TASK STATEMENT:
Set down exactly the lines that run from the line with "Query: truck windshield" to the end of the data, and nothing else.

GIVEN RECORDS:
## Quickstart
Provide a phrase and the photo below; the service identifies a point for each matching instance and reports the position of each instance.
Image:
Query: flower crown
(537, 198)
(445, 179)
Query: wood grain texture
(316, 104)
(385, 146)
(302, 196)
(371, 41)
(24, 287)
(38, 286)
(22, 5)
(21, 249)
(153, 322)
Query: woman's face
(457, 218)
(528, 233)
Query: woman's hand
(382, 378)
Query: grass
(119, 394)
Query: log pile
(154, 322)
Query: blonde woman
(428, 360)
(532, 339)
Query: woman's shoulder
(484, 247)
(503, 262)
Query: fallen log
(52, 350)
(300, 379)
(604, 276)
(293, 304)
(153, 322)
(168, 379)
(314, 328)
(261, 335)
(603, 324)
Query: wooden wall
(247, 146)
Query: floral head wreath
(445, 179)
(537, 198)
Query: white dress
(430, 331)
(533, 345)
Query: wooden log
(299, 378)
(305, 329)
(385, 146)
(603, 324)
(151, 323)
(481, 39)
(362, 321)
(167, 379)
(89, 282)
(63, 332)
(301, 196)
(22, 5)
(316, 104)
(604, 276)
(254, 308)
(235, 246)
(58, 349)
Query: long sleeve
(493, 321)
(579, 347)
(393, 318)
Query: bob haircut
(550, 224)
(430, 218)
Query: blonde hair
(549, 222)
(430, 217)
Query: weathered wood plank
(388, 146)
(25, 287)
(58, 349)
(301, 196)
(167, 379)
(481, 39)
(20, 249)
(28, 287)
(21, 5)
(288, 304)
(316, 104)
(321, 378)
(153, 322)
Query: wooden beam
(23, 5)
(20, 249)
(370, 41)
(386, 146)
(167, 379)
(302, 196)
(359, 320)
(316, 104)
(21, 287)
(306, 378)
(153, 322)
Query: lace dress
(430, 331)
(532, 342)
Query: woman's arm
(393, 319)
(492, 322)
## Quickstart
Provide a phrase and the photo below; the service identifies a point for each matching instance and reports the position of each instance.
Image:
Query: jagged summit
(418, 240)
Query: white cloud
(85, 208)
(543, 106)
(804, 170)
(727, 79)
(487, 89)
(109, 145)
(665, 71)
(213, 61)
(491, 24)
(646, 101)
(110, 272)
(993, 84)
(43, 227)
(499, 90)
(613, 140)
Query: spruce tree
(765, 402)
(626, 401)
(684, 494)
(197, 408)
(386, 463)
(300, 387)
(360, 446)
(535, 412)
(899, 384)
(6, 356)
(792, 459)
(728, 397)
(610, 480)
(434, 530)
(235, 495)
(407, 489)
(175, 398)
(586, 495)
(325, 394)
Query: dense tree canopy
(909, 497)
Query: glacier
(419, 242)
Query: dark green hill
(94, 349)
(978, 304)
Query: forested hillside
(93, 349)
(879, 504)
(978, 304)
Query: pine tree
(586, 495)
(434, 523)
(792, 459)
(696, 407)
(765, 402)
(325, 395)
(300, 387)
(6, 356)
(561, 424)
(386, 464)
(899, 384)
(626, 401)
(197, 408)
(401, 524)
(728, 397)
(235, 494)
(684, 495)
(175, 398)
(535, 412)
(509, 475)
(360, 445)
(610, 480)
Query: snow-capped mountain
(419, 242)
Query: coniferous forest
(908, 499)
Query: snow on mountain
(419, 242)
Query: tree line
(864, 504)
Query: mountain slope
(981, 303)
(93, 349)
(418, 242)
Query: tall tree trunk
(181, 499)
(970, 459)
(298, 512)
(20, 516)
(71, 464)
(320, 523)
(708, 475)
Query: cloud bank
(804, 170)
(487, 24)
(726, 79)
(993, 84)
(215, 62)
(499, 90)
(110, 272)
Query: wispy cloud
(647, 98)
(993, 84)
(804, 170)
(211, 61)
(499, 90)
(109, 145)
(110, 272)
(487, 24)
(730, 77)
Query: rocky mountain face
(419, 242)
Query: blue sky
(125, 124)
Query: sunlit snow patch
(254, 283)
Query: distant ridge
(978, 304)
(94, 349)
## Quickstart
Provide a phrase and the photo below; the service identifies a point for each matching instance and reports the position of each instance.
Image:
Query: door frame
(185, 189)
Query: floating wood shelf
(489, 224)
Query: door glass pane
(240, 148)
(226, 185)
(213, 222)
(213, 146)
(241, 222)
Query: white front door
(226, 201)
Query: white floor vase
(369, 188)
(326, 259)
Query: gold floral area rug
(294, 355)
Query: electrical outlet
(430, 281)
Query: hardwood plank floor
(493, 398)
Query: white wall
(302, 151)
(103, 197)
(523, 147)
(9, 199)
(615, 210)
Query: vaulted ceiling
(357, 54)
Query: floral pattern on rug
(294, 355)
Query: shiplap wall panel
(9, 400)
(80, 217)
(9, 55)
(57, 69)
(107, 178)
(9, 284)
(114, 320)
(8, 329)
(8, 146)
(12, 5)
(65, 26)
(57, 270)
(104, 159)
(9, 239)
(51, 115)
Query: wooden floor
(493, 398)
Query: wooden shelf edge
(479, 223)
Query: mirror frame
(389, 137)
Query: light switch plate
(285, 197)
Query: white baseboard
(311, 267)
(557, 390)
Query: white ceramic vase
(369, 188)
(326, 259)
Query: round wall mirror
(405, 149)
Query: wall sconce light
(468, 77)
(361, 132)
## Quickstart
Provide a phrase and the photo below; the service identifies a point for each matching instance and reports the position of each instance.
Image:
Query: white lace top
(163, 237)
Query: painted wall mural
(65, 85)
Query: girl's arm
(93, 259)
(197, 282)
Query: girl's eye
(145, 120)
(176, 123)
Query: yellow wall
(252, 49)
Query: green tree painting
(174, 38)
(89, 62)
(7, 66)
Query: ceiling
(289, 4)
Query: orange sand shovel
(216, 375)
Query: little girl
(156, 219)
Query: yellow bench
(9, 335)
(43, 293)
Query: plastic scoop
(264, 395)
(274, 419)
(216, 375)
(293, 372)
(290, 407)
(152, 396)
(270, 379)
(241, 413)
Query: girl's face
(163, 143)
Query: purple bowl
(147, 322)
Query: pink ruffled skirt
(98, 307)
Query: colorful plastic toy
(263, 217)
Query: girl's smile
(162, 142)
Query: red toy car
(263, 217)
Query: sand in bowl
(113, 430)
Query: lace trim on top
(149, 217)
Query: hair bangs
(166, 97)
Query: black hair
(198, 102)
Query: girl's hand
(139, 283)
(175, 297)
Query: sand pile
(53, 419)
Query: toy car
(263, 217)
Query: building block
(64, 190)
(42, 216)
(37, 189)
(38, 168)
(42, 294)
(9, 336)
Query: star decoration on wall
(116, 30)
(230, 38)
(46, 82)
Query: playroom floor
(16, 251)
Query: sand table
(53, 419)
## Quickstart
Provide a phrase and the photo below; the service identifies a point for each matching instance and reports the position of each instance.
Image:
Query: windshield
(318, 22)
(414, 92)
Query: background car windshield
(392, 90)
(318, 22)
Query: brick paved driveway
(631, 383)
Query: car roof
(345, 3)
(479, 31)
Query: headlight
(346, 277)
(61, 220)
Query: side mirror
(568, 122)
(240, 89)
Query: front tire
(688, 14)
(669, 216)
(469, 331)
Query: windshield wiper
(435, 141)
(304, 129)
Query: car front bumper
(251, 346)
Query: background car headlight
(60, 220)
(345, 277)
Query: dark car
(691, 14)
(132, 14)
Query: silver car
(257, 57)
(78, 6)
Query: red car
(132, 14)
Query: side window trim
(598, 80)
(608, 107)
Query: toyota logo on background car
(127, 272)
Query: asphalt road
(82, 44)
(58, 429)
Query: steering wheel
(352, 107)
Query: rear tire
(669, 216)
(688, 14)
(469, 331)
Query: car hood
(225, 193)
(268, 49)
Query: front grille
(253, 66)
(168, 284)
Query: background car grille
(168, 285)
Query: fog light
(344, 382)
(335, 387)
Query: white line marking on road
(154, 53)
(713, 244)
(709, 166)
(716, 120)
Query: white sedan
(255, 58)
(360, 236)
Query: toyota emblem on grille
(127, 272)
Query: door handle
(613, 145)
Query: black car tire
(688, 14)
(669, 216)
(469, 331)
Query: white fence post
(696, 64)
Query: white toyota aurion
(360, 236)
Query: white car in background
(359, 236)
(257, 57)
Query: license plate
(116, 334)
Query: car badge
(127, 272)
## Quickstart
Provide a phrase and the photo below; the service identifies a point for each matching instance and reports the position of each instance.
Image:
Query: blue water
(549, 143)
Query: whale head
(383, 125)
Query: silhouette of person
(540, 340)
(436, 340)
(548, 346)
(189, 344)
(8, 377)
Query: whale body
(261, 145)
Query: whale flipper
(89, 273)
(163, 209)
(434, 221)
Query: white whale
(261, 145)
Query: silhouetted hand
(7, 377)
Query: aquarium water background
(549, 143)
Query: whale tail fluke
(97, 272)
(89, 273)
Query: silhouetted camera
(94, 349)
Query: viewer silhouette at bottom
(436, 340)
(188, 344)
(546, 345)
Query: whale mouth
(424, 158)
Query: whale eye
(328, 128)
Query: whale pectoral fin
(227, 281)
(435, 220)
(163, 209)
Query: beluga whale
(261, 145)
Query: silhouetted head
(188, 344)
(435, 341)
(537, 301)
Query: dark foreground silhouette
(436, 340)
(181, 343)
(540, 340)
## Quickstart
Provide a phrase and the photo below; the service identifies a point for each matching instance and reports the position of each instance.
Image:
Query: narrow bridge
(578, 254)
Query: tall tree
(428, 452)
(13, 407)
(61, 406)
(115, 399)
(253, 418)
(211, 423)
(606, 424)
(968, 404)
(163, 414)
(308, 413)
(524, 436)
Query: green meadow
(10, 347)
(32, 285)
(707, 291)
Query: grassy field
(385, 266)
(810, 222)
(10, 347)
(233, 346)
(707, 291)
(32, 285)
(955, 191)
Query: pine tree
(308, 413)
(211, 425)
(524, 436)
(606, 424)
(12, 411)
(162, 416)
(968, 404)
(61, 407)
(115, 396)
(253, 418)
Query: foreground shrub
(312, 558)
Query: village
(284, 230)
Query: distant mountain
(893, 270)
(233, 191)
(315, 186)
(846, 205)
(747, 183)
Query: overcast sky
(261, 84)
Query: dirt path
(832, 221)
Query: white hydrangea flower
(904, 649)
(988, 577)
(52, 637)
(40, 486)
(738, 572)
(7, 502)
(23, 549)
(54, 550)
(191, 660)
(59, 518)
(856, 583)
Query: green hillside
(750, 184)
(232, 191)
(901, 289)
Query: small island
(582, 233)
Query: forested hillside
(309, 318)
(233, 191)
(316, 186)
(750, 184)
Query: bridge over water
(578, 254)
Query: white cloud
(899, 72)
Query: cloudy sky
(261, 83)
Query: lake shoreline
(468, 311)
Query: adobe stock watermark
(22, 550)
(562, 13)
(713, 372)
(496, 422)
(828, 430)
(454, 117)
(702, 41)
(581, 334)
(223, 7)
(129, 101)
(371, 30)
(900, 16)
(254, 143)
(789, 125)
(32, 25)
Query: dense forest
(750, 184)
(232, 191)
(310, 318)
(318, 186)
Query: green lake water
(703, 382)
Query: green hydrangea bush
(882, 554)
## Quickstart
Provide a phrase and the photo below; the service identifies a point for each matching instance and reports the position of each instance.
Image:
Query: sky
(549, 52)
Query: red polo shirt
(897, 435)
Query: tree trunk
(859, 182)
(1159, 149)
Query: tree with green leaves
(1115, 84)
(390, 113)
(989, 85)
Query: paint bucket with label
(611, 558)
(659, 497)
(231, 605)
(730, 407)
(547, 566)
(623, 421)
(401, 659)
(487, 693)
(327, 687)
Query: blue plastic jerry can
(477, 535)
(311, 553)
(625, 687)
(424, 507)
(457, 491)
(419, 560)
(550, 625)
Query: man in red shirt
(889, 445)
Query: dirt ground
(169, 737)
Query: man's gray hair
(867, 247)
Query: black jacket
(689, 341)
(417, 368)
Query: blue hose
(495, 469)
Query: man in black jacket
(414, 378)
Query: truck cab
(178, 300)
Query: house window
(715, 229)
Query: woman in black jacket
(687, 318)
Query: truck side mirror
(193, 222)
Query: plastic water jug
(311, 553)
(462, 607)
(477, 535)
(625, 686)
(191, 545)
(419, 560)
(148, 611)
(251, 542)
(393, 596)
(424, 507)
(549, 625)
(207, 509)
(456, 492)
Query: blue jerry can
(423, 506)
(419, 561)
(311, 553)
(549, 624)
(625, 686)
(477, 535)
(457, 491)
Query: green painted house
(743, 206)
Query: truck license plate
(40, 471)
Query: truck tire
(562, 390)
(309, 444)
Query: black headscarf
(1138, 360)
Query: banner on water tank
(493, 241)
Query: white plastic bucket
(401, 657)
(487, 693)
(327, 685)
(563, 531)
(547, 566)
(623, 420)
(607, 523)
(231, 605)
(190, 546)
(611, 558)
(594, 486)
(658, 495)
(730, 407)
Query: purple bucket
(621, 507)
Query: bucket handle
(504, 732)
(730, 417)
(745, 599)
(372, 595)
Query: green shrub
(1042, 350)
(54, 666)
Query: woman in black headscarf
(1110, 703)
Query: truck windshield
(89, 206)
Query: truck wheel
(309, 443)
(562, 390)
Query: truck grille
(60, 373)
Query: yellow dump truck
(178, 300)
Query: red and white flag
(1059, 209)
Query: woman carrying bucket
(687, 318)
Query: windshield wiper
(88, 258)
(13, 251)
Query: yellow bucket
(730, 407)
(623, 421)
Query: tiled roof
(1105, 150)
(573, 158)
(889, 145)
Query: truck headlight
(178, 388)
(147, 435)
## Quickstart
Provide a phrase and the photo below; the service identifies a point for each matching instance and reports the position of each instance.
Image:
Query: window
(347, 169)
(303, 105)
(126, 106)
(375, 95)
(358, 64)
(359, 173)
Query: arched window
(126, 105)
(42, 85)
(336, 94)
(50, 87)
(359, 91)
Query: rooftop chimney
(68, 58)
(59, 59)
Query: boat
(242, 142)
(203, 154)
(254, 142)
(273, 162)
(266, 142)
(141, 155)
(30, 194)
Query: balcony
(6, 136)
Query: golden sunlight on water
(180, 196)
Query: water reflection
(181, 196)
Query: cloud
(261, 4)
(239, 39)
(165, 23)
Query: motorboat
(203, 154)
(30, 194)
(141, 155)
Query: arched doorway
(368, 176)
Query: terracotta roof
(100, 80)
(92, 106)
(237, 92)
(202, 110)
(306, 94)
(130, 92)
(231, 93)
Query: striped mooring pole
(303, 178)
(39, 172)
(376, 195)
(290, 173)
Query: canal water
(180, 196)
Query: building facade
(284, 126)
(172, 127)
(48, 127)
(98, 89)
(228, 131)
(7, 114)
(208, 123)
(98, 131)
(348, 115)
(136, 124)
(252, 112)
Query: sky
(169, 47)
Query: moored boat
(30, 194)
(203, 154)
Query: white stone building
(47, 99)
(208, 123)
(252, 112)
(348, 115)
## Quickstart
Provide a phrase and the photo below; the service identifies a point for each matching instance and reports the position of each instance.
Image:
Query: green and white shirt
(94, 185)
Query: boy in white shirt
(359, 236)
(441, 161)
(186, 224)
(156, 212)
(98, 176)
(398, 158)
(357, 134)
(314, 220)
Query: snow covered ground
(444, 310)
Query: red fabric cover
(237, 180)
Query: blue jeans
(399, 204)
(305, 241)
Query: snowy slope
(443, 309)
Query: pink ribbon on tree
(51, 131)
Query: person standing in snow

WRITTEN RESPONSE:
Query: truck windshield
(89, 206)
Query: truck wheel
(309, 443)
(562, 390)
Query: truck grille
(60, 373)
Query: yellow dump truck
(178, 300)
Query: red and white flag
(1059, 209)
Query: woman carrying bucket
(687, 318)
Query: windshield wiper
(88, 258)
(13, 251)
Query: yellow bucket
(730, 407)
(623, 421)
Query: tiled roof
(1105, 150)
(573, 158)
(889, 145)
Query: truck headlight
(178, 388)
(147, 435)
## Quickstart
Provide a phrase and the photo below; the service identifies a point for each matching instance and reports the position of each instance.
Image:
Query: window
(347, 169)
(303, 105)
(126, 106)
(375, 95)
(358, 64)
(359, 173)
Query: arched window
(126, 105)
(42, 85)
(336, 94)
(50, 87)
(359, 91)
Query: rooftop chimney
(68, 58)
(59, 59)
Query: boat
(242, 142)
(203, 154)
(254, 142)
(273, 162)
(266, 142)
(141, 155)
(30, 194)
Query: balcony
(6, 136)
Query: golden sunlight on water
(180, 196)
Query: water reflection
(181, 196)
Query: cloud
(261, 4)
(239, 39)
(165, 23)
Query: motorboat
(203, 154)
(30, 194)
(141, 155)
Query: arched doorway
(368, 176)
Query: terracotta roof
(100, 80)
(92, 106)
(237, 92)
(202, 110)
(306, 94)
(130, 92)
(231, 93)
Query: striped mooring pole
(303, 178)
(39, 172)
(376, 195)
(290, 173)
Query: canal water
(180, 196)
Query: building facade
(284, 126)
(172, 127)
(48, 127)
(98, 89)
(228, 131)
(7, 114)
(208, 123)
(98, 131)
(348, 115)
(136, 124)
(252, 112)
Query: sky
(169, 47)
Query: moored boat
(30, 194)
(203, 154)
Query: white stone building
(47, 99)
(208, 123)
(252, 112)
(348, 115)
## Quickstart
Provide a phrase and the photo below; the service identifies a point for each matching instance and reports the position of each instance.
Image:
Query: green and white shirt
(94, 185)
Query: boy in white shirt
(359, 236)
(441, 161)
(186, 224)
(156, 212)
(98, 176)
(398, 158)
(357, 134)
(314, 220)
Query: snow covered ground
(444, 310)
Query: red fabric cover
(237, 180)
Query: blue jeans
(399, 204)
(305, 241)
Query: snowy slope
(443, 309)
Query: pink ribbon on tree
(51, 131)
Query: person standing in snow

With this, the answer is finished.